- _Selected text_
═══

4 out of 5 stars

Radical artist Joseph Beuys wrote the first guiding manifesto for the German Green Party, in 1978. The party then became the first internationally significant of the green parties after it was officially founded in 1980. It grew out of the anti-nuclear campaigns of the 1960s, built upon the increasing environmental awareness of the ’70s, and embodied early inklings that capitalism may not be the best way forward. On the contrary, it seemed likely that the obsession with rampant property development and economic growth (known as ‘Reaganomics’) would soon damage the world on a global scale.

That was the political backdrop at the time of Wolfen’s production and it really hits the environmental zeitgeist on the mark. Weirdly, though, werewolves were also making a mainstream comeback in 1981 (heralded by The Howling and An American Werewolf in London), and Wolfen got swept along with the craze. Though it may have initially benefitted by association, it also disappointed audiences because it isn’t a werewolf story, although it seems that’s where we’re heading. I think end up somewhere infinitely more interesting. Incidentally, werewolves are conspicuously absent from both my favourite ‘werewolf’ films of the ’80s, with Wolfen topping my personal chart, and Cat People (1982) bubbling under.

═══

- _Problem to solve_
According to the review of Wolfen, in what year did Joseph Beuys write the first guiding manifesto for the German Green Party? The rows after this text play no part in the exercise.

═══

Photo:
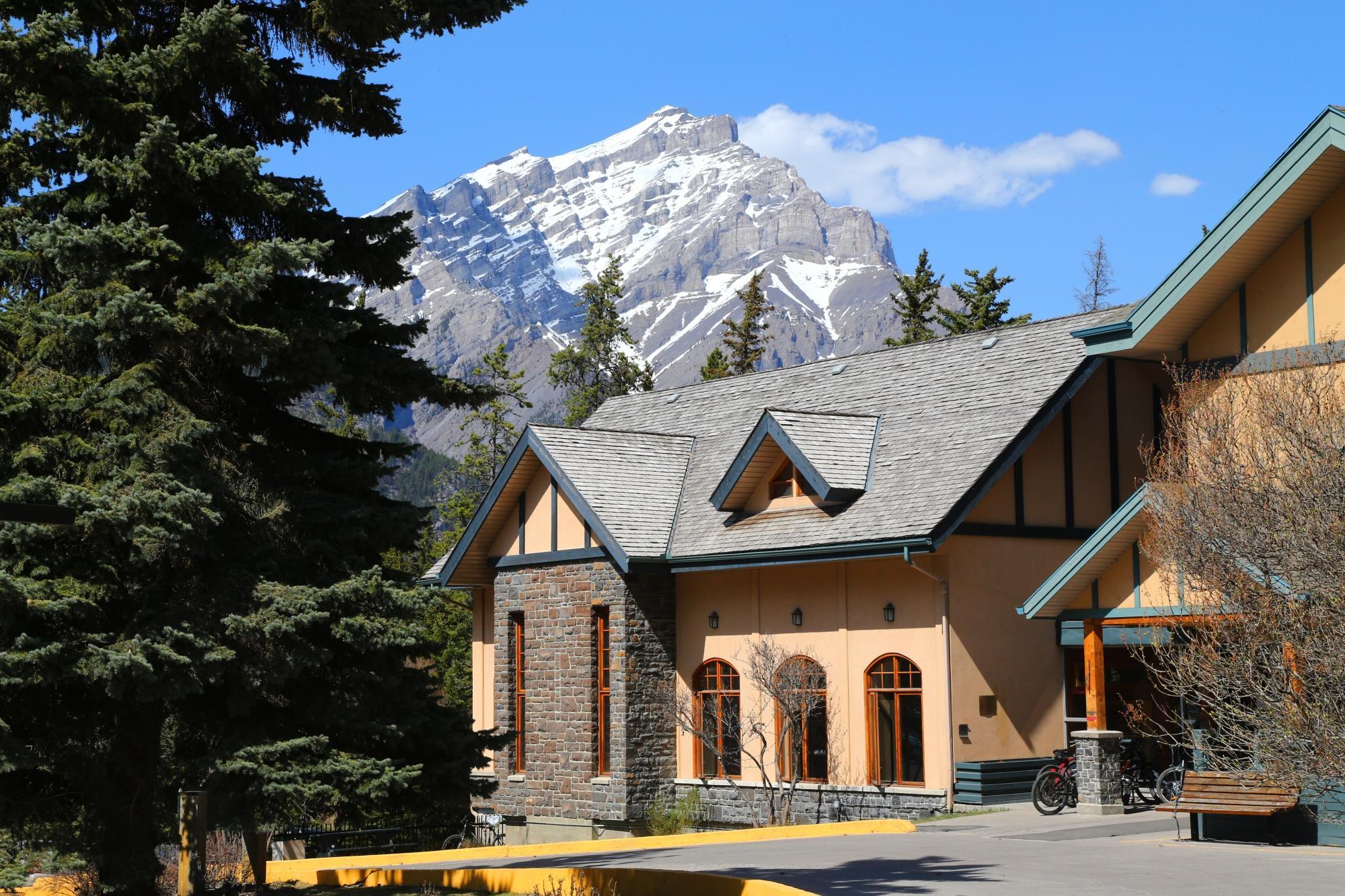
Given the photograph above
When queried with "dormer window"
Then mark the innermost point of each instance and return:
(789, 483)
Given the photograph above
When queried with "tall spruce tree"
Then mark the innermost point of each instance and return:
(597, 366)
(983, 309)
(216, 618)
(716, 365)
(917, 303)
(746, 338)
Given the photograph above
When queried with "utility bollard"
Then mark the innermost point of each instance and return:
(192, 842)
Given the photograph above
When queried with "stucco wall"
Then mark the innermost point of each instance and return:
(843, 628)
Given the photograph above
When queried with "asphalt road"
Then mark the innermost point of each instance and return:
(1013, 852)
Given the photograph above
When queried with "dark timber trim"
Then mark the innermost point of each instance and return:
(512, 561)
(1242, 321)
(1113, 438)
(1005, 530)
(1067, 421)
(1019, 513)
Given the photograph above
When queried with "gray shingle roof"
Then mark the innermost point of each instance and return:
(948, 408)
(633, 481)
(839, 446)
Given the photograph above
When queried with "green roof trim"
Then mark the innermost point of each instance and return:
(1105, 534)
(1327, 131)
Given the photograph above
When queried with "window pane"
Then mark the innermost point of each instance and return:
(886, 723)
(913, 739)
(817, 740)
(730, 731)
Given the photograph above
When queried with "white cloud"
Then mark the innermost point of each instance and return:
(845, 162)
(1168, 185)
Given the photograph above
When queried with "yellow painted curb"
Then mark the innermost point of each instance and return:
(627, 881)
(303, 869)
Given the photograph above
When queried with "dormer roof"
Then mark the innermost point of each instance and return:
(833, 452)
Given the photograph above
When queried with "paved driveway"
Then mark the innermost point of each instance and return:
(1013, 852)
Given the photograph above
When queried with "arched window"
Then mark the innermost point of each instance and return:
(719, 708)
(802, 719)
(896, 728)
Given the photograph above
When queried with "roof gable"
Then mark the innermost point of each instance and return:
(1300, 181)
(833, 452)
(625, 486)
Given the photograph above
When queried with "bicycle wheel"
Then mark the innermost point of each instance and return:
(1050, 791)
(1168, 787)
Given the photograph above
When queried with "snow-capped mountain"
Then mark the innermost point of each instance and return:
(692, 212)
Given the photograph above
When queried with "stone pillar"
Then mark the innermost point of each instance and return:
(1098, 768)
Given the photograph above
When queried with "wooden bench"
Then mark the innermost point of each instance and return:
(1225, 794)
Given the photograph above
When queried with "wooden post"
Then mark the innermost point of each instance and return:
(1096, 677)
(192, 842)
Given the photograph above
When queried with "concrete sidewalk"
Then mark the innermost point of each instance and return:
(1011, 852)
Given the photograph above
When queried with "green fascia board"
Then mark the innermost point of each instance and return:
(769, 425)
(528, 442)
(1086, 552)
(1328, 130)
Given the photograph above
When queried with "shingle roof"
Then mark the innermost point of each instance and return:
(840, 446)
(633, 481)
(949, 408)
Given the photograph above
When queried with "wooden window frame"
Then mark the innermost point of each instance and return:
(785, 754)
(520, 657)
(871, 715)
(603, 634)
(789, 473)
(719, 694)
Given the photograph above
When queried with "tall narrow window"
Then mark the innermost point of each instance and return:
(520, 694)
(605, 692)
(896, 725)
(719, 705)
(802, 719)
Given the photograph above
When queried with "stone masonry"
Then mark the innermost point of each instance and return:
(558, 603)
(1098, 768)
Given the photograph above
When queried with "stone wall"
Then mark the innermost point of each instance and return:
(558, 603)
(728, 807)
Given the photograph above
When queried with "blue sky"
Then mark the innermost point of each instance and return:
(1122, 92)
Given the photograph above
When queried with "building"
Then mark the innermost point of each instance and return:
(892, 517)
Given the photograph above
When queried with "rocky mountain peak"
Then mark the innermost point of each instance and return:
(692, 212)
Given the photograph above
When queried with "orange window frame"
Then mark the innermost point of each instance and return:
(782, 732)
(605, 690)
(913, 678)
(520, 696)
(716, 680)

═══

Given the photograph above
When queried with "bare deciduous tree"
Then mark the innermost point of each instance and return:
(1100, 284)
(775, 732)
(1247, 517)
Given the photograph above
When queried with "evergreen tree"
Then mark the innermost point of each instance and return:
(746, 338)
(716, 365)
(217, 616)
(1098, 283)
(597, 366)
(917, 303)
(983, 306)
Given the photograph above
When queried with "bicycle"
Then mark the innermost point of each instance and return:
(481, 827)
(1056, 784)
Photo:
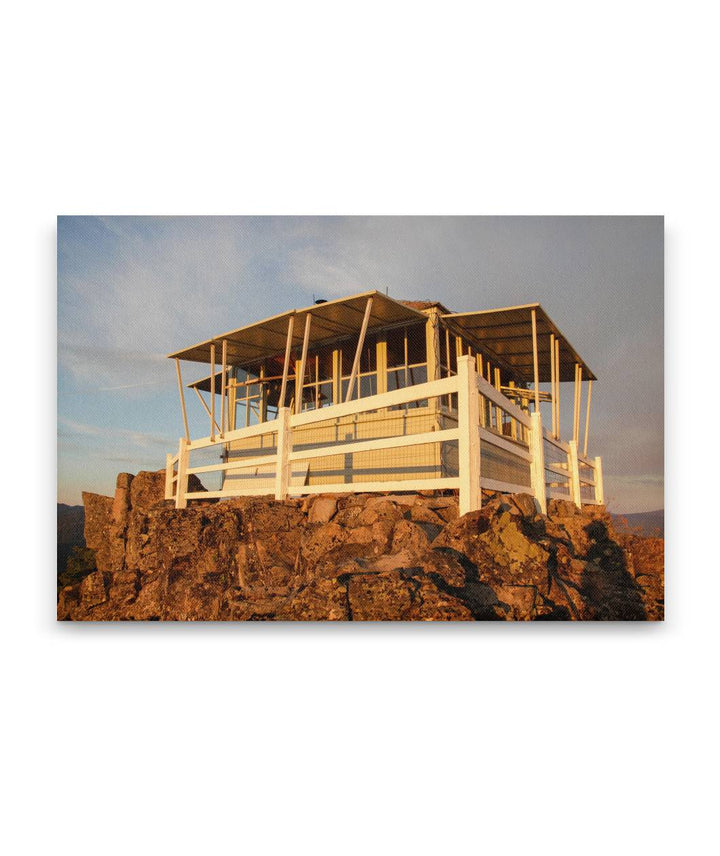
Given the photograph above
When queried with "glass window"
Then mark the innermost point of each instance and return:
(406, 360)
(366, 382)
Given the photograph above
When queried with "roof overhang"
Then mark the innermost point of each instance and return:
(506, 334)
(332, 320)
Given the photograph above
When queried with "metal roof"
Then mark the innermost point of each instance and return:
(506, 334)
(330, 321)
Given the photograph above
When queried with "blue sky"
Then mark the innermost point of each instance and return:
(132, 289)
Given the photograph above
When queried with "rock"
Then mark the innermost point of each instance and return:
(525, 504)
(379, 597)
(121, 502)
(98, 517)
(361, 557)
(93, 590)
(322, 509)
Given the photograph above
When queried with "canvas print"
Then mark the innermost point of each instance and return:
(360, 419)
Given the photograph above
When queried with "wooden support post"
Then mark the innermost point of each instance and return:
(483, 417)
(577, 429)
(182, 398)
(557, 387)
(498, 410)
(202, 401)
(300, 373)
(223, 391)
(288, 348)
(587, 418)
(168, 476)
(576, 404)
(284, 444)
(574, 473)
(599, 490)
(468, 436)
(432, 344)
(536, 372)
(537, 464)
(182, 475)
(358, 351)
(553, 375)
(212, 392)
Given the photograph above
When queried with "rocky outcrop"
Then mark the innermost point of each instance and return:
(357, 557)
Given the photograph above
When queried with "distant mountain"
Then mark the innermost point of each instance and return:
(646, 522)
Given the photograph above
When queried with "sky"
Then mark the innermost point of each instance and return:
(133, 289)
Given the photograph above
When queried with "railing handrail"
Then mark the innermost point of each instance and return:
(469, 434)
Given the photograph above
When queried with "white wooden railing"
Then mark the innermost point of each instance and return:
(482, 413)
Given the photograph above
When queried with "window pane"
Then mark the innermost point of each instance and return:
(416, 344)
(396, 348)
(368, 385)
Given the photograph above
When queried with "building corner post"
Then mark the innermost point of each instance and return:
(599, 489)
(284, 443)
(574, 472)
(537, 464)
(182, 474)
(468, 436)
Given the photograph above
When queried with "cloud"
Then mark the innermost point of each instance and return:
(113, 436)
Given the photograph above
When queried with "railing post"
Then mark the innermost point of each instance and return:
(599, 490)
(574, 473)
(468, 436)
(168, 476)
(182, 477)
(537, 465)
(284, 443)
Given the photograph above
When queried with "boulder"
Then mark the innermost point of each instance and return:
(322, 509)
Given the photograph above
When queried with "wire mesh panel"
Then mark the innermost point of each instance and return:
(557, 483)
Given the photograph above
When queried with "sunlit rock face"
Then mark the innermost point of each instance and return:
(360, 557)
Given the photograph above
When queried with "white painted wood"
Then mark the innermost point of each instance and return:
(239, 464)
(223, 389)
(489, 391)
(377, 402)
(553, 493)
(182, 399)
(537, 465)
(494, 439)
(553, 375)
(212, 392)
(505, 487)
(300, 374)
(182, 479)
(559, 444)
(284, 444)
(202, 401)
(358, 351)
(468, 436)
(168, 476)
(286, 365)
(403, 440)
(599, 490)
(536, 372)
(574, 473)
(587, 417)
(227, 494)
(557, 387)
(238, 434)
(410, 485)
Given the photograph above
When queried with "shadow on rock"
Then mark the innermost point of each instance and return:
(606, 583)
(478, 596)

═══

- _Exercise output_
1978